Format the entries below as a Markdown table with two columns, Row and Line. Give each line its own numbered row and leave out any blank lines.
::: Data records
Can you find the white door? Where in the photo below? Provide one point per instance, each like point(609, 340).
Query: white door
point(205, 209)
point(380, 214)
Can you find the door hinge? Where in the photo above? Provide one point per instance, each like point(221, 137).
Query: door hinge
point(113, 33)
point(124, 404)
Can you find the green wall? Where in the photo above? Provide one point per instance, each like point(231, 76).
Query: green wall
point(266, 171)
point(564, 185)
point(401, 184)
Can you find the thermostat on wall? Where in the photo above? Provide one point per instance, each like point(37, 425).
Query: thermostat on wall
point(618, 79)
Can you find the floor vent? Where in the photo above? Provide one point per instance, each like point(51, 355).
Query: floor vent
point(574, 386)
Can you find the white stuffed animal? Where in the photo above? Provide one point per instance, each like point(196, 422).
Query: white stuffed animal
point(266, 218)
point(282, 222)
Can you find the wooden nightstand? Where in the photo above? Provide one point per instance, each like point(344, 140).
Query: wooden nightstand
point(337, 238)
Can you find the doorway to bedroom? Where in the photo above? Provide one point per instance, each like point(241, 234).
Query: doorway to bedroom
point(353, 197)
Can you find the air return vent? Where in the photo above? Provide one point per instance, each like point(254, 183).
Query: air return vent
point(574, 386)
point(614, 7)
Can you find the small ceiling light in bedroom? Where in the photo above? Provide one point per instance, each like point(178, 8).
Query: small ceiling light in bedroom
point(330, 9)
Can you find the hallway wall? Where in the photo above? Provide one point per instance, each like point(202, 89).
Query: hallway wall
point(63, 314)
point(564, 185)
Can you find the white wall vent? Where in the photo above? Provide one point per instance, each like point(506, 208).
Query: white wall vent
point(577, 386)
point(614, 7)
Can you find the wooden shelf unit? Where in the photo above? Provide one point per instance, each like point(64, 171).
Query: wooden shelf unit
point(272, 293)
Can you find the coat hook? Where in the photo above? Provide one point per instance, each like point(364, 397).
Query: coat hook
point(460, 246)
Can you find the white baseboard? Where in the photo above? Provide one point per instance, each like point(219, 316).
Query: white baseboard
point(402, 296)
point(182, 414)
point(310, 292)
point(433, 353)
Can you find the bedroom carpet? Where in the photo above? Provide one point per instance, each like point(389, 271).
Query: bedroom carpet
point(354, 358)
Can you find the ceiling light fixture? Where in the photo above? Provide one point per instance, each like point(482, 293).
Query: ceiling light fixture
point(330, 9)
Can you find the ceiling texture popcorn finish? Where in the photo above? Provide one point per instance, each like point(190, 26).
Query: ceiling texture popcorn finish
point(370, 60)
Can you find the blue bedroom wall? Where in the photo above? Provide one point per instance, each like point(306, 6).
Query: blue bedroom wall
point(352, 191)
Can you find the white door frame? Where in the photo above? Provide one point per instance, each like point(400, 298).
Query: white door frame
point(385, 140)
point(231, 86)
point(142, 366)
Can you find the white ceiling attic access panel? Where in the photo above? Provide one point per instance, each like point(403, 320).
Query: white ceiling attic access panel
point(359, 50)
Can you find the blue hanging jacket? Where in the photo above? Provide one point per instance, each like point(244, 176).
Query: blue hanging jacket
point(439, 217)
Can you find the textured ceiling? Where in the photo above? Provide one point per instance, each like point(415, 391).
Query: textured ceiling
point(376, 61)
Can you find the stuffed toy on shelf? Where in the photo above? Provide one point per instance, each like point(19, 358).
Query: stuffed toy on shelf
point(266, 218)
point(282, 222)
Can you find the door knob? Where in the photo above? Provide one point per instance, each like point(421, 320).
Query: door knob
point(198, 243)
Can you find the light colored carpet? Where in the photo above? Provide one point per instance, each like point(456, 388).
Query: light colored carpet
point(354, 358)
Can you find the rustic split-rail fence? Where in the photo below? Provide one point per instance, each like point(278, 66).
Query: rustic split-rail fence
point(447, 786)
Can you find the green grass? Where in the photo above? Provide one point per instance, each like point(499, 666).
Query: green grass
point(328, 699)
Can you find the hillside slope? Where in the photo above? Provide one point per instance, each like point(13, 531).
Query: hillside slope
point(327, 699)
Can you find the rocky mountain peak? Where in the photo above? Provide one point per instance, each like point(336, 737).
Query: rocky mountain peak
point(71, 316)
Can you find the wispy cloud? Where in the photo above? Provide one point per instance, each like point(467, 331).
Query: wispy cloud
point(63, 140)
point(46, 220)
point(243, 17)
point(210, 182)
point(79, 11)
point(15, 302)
::::::
- [Solution for this problem]
| Row | Line |
|---|---|
| 1 | Can you find the white door? Where in the photo below? Provide one point per instance, each like point(609, 340). |
| 2 | Query: white door |
| 3 | point(205, 209) |
| 4 | point(380, 214) |
| 5 | Can you find the door hinge? Where in the photo above? Provide one point per instance, each like point(221, 137). |
| 6 | Query: door hinge |
| 7 | point(113, 33) |
| 8 | point(124, 404) |
| 9 | Can you find the green wall? Where in the photo above? Provide one point per instance, each like point(231, 76). |
| 10 | Query: green wall |
| 11 | point(266, 171) |
| 12 | point(564, 185) |
| 13 | point(401, 184) |
| 14 | Can you find the thermostat on wall? Where in the photo above? Provide one point per instance, each like point(37, 425). |
| 15 | Query: thermostat on wall |
| 16 | point(618, 79) |
| 17 | Can you find the floor vent? Where in the photo above? Provide one point per instance, each like point(51, 355). |
| 18 | Query: floor vent |
| 19 | point(574, 386) |
| 20 | Can you find the white stuffed animal? Where in the photo above? Provide one point per instance, each like point(196, 422). |
| 21 | Query: white stuffed animal |
| 22 | point(266, 218) |
| 23 | point(282, 222) |
| 24 | Can you find the wooden nightstand? Where in the photo above? Provide one point per instance, each like point(344, 140). |
| 25 | Query: wooden nightstand |
| 26 | point(337, 238) |
| 27 | Can you find the doorway to bedroom? Where in the photo above? Provide one point per instance, each like point(241, 234). |
| 28 | Query: doorway to bedroom |
| 29 | point(353, 197) |
| 30 | Can you find the air return vent? Where in the photo above? Provide one point per instance, each like point(254, 183). |
| 31 | Query: air return vent |
| 32 | point(574, 386) |
| 33 | point(614, 7) |
| 34 | Can you find the small ceiling light in bedroom? Where in the photo above? Provide one point per instance, each like point(178, 8). |
| 35 | Query: small ceiling light in bedroom |
| 36 | point(330, 9) |
| 37 | Can you find the hallway wall? Where in the photo above? Provide one point per instance, each like point(202, 89). |
| 38 | Query: hallway wall |
| 39 | point(63, 314) |
| 40 | point(564, 185) |
| 41 | Can you find the white wall vent? Where in the photo above? Provide one point per instance, each like point(506, 208). |
| 42 | Query: white wall vent |
| 43 | point(577, 386) |
| 44 | point(614, 7) |
| 45 | Can you find the wooden shelf unit? Where in the photo above? Provide one point per instance, each like point(64, 171). |
| 46 | Query: wooden shelf unit |
| 47 | point(272, 293) |
| 48 | Can you find the coat hook? Where in the photo above? Provide one point per instance, each like point(364, 397). |
| 49 | Query: coat hook |
| 50 | point(460, 246) |
| 51 | Can you find the white baseboard? Where in the photo above? Provide one point per instance, each like point(219, 316). |
| 52 | Query: white baseboard |
| 53 | point(402, 296) |
| 54 | point(182, 414) |
| 55 | point(310, 292) |
| 56 | point(433, 353) |
| 57 | Can you find the bedroom carpet? Where in the photo above? Provide one point per instance, each like point(389, 271). |
| 58 | Query: bedroom carpet |
| 59 | point(354, 358) |
| 60 | Can you find the ceiling light fixture? Where in the photo above? Provide one point per instance, each like point(482, 293). |
| 61 | Query: ceiling light fixture |
| 62 | point(330, 9) |
| 63 | Can you find the ceiling texture popcorn finish? Where in the photo above? Provide one point per instance, each like point(190, 26). |
| 64 | Query: ceiling texture popcorn finish |
| 65 | point(370, 60) |
| 66 | Can you find the blue bedroom wall? Where in the photo above? Provide one point per instance, each like point(306, 6). |
| 67 | Query: blue bedroom wall |
| 68 | point(352, 191) |
| 69 | Can you find the white door frame? Where in the photo above? Provide one point per instance, each like point(400, 298). |
| 70 | Query: white door frame |
| 71 | point(385, 140) |
| 72 | point(231, 86) |
| 73 | point(142, 366) |
| 74 | Can you find the white ceiling attic access panel? Where in the photo above? Provide one point per instance, each like point(403, 320). |
| 75 | Query: white ceiling attic access panel |
| 76 | point(359, 50) |
| 77 | Can you find the blue hanging jacket? Where in the photo above? Provide one point per instance, each like point(244, 176). |
| 78 | Query: blue hanging jacket |
| 79 | point(439, 217) |
| 80 | Can you find the textured ceiling? Where in the photo above? Provide one point per instance, each like point(415, 391). |
| 81 | Query: textured ceiling |
| 82 | point(376, 61) |
| 83 | Can you find the stuffed toy on shelf? Where in the photo above? Provide one point per instance, each like point(19, 358). |
| 84 | Query: stuffed toy on shelf |
| 85 | point(266, 218) |
| 86 | point(282, 222) |
| 87 | Can you find the door knob? Where in the photo above? Provide one point per instance, each like point(421, 320). |
| 88 | Query: door knob |
| 89 | point(198, 243) |
| 90 | Can you find the light colored carpet? Where in the photo above? Provide one point per instance, each like point(456, 388). |
| 91 | Query: light colored carpet |
| 92 | point(354, 358) |
| 93 | Can you find the rustic split-rail fence? Where in the photo below? Provide one point per instance, each like point(278, 66). |
| 94 | Query: rustic split-rail fence |
| 95 | point(447, 786) |
| 96 | Can you find the green grass? Where in the photo above? Provide one point per instance, each like point(499, 666). |
| 97 | Query: green grass |
| 98 | point(328, 699) |
| 99 | Can you find the hillside slope? Where in the photo above? Provide one point per instance, each like point(13, 531). |
| 100 | Query: hillside slope |
| 101 | point(327, 699) |
| 102 | Can you find the rocky mountain peak? Where in the photo above? Provide one point per instance, each like point(336, 737). |
| 103 | Query: rocky mountain peak |
| 104 | point(71, 316) |
| 105 | Can you find the wispy cloud? Where in the photo above? Provide one point per instance, each like point(467, 331). |
| 106 | Query: wispy cloud |
| 107 | point(63, 140) |
| 108 | point(46, 220) |
| 109 | point(243, 17) |
| 110 | point(210, 182) |
| 111 | point(79, 11) |
| 112 | point(15, 302) |